___ EXCERPTED RECORDS ___

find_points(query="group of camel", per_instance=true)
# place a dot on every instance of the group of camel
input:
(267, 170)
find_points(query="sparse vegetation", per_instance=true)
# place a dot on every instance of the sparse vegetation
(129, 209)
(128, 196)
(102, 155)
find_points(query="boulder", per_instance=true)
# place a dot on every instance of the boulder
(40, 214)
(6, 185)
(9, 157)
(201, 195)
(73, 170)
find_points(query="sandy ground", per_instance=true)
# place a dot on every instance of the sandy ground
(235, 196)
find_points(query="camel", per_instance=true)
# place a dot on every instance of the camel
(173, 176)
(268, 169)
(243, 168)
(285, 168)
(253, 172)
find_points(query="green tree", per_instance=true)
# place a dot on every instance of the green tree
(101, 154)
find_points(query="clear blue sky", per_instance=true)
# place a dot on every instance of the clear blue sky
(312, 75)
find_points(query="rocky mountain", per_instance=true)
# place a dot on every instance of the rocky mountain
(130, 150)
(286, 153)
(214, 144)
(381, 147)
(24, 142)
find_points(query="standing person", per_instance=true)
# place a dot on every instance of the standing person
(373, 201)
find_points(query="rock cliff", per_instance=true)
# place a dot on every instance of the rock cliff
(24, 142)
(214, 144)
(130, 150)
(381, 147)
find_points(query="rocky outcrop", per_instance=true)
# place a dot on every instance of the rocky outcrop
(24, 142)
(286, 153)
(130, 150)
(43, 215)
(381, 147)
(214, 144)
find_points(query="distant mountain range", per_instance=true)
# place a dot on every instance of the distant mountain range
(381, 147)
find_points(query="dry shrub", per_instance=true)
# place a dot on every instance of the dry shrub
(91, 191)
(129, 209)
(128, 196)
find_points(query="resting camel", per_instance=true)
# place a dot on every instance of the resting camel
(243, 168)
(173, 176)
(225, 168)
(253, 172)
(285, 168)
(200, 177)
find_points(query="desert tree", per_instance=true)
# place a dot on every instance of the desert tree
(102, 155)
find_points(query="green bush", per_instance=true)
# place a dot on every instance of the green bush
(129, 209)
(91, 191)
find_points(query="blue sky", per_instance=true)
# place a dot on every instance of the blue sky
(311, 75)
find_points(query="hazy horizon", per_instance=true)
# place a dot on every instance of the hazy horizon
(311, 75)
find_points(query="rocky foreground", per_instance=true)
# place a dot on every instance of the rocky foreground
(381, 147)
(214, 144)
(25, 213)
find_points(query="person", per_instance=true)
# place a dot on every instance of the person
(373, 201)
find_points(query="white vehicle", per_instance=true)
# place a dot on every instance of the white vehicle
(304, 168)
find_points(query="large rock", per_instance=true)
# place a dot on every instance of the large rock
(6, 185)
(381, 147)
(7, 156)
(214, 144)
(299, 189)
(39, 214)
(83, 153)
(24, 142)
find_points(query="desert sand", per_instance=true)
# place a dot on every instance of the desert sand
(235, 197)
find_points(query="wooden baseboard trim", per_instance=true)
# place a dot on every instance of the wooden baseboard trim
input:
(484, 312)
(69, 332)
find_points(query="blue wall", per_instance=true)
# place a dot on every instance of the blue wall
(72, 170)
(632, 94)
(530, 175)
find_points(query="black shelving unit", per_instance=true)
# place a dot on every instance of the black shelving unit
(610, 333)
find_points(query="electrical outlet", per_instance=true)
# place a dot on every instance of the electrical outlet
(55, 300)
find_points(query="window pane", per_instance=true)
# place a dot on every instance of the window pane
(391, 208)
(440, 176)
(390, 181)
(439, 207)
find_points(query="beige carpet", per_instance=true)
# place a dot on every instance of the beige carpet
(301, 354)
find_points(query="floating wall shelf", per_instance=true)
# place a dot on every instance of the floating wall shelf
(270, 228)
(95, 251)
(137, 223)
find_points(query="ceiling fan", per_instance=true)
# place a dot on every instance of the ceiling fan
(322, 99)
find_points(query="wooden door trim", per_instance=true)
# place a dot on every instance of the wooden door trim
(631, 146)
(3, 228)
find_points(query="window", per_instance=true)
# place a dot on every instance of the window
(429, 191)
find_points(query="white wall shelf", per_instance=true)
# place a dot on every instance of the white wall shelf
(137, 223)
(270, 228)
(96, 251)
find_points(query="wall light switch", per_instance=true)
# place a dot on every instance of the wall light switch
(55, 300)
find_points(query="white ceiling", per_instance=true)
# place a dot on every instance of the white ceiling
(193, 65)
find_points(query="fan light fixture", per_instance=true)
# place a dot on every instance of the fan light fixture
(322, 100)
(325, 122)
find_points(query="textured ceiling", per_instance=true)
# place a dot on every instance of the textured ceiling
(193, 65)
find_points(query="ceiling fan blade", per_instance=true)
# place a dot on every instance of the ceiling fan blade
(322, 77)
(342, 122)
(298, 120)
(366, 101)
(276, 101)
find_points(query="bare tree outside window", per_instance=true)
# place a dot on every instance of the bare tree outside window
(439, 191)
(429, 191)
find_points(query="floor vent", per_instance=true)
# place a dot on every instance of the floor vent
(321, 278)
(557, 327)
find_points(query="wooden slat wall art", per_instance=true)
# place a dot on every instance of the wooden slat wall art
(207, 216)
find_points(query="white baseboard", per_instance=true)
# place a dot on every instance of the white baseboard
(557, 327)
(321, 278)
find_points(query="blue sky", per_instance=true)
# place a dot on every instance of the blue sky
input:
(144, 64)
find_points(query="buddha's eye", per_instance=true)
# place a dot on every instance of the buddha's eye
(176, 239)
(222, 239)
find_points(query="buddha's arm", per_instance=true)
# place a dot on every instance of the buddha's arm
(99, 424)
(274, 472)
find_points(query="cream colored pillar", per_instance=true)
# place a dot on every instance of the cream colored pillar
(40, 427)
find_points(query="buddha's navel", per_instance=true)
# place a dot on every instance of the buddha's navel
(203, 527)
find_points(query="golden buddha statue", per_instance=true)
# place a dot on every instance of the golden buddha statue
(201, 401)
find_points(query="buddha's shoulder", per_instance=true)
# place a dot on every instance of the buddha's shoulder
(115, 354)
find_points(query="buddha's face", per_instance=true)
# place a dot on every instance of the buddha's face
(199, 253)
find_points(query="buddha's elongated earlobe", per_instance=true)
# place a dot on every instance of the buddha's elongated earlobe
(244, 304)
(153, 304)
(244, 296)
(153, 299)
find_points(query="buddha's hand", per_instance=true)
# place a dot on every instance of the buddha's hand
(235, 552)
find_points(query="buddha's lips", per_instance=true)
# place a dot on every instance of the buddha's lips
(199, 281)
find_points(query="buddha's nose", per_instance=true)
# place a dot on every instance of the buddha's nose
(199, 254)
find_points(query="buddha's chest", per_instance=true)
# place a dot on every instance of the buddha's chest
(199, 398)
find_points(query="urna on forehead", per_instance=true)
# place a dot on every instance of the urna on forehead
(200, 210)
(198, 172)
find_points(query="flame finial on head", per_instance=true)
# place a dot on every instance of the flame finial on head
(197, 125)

___

Return the entries above exactly as they appear.

find_points(query="group of camel", per_instance=true)
# place a dot on every instance of the group of camel
input:
(267, 170)
find_points(query="sparse vegetation", per_instance=true)
# place a dot on every instance of the sparse vegetation
(129, 209)
(128, 196)
(102, 155)
find_points(query="boulder", per_instance=true)
# place a dot on every instance of the boulder
(40, 214)
(6, 185)
(9, 157)
(201, 195)
(73, 170)
find_points(query="sandy ground", per_instance=true)
# place a dot on every instance of the sandy ground
(235, 196)
find_points(query="camel", per_instance=true)
# place a dot on every instance of the camel
(173, 176)
(268, 169)
(243, 168)
(285, 168)
(253, 172)
find_points(query="green tree", per_instance=true)
# place a dot on every instance of the green tree
(101, 154)
find_points(query="clear blue sky", per_instance=true)
# place a dot on every instance of the clear blue sky
(312, 75)
find_points(query="rocky mountain", per_instance=true)
# place a dot on every instance of the rocky mountain
(130, 150)
(286, 153)
(214, 144)
(381, 147)
(24, 142)
find_points(query="standing person", per_instance=true)
# place a dot on every instance of the standing person
(373, 201)
find_points(query="rock cliff", per_instance=true)
# place a dot on every instance of the rock cliff
(24, 142)
(214, 144)
(130, 150)
(381, 147)
find_points(query="rocky outcrop", per_instance=true)
# place a dot on every instance of the rocky outcrop
(24, 142)
(286, 153)
(130, 150)
(43, 215)
(381, 147)
(214, 144)
find_points(query="distant mountain range", per_instance=true)
# place a dot on every instance of the distant mountain range
(381, 147)
find_points(query="dry shrub", per_instance=true)
# place a dot on every instance of the dry shrub
(91, 191)
(129, 209)
(128, 196)
find_points(query="resting camel", per_instance=true)
# place a dot on every instance of the resting camel
(243, 168)
(173, 176)
(225, 168)
(253, 172)
(285, 168)
(200, 177)
find_points(query="desert tree", per_instance=true)
# place a dot on every instance of the desert tree
(102, 155)
find_points(query="green bush", per_instance=true)
# place a dot on every instance of the green bush
(129, 209)
(91, 191)
find_points(query="blue sky", per_instance=true)
# place a dot on every instance of the blue sky
(311, 75)
find_points(query="hazy horizon", per_instance=true)
# place a dot on every instance of the hazy horizon
(311, 75)
find_points(query="rocky foreground", per_instance=true)
# place a dot on every instance of the rocky foreground
(381, 147)
(214, 144)
(25, 213)
find_points(query="person", per_instance=true)
# place a dot on every instance of the person
(373, 201)
find_points(query="white vehicle", per_instance=true)
# place a dot on every instance of the white vehicle
(304, 168)
find_points(query="large rock", per_instance=true)
# place a dot on every instance of the large rock
(6, 185)
(381, 147)
(7, 156)
(214, 144)
(299, 189)
(39, 214)
(83, 153)
(24, 142)
find_points(query="desert sand", per_instance=true)
# place a dot on every instance of the desert sand
(235, 197)
find_points(query="wooden baseboard trim", per_instance=true)
# place a dot on every instance of the wooden baseboard trim
input:
(484, 312)
(69, 332)
find_points(query="blue wall", per_instance=true)
# place a dot on every instance of the blue wall
(72, 170)
(632, 94)
(530, 175)
find_points(query="black shelving unit", per_instance=true)
# place a dot on every instance of the black shelving unit
(610, 333)
find_points(query="electrical outlet", per_instance=true)
# place a dot on every instance of the electrical outlet
(55, 300)
find_points(query="window pane", per_instance=true)
# place a dot on every instance of the window pane
(391, 208)
(440, 176)
(390, 181)
(439, 207)
find_points(query="beige carpet", per_instance=true)
# place a dot on every instance of the beige carpet
(301, 354)
find_points(query="floating wall shelf", per_instance=true)
# place a dot on every instance of the floating wall shelf
(270, 228)
(95, 251)
(137, 223)
find_points(query="ceiling fan", per_instance=true)
# place a dot on every instance of the ceiling fan
(322, 99)
find_points(query="wooden door trim", per_instance=true)
# place a dot on every instance of the wooden door trim
(631, 146)
(3, 228)
find_points(query="window", per_instance=true)
# place a dot on every instance of the window
(429, 191)
find_points(query="white wall shelf", per_instance=true)
# place a dot on every instance of the white wall shelf
(137, 223)
(270, 228)
(96, 251)
find_points(query="wall light switch", per_instance=true)
# place a dot on every instance of the wall light switch
(55, 300)
find_points(query="white ceiling", per_instance=true)
# place a dot on every instance of the white ceiling
(193, 65)
find_points(query="fan light fixture", per_instance=true)
# place a dot on every instance of the fan light fixture
(322, 100)
(325, 122)
find_points(query="textured ceiling", per_instance=true)
# place a dot on every instance of the textured ceiling
(193, 65)
find_points(query="ceiling fan blade", per_instance=true)
# place a dot on every instance of the ceiling fan blade
(322, 77)
(342, 122)
(298, 120)
(366, 101)
(276, 101)
find_points(query="bare tree outside window", per_instance=true)
# place a dot on every instance of the bare tree outside window
(439, 191)
(429, 191)
find_points(query="floor vent", per_instance=true)
# place a dot on every instance of the floor vent
(321, 278)
(557, 327)
find_points(query="wooden slat wall art", per_instance=true)
# place a dot on every instance of the wooden slat wall art
(207, 216)
find_points(query="white baseboard", per_instance=true)
# place a dot on every instance of the white baseboard
(557, 327)
(321, 278)
find_points(query="blue sky", per_instance=true)
# place a dot on every instance of the blue sky
input:
(144, 64)
find_points(query="buddha's eye", per_instance=true)
# place a dot on every instance of the buddha's eye
(176, 239)
(222, 239)
find_points(query="buddha's arm", per_instance=true)
# place a dot on every instance of the buddha's arm
(99, 424)
(274, 472)
find_points(query="cream colored pillar", per_instance=true)
# place a dot on every instance of the cream colored pillar
(40, 427)
find_points(query="buddha's navel", per_instance=true)
# place a dot on every instance of the buddha's navel
(203, 527)
find_points(query="golden buddha statue", per_instance=true)
# place a dot on every instance of the golden buddha statue
(201, 401)
find_points(query="buddha's shoulder", per_instance=true)
# place a dot on every instance of the buddha's shoulder
(115, 354)
find_points(query="buddha's face", per_instance=true)
# place a dot on every instance of the buddha's face
(199, 253)
find_points(query="buddha's elongated earlobe", per_instance=true)
# place a dot on every instance of the buddha's elongated earlobe
(244, 304)
(153, 304)
(244, 296)
(153, 299)
find_points(query="buddha's hand", per_instance=true)
# place a dot on every instance of the buddha's hand
(235, 552)
find_points(query="buddha's lips", per_instance=true)
# place a dot on every instance of the buddha's lips
(199, 281)
find_points(query="buddha's nose", per_instance=true)
# place a dot on every instance of the buddha's nose
(199, 254)
find_points(query="buddha's chest", per_instance=true)
# place a dot on every instance of the buddha's chest
(199, 398)
find_points(query="urna on forehead", per_instance=true)
# place a dot on every instance of the urna on forehead
(200, 210)
(198, 172)
find_points(query="flame finial on head", per_instance=true)
# place a dot on every instance of the flame finial on head
(197, 125)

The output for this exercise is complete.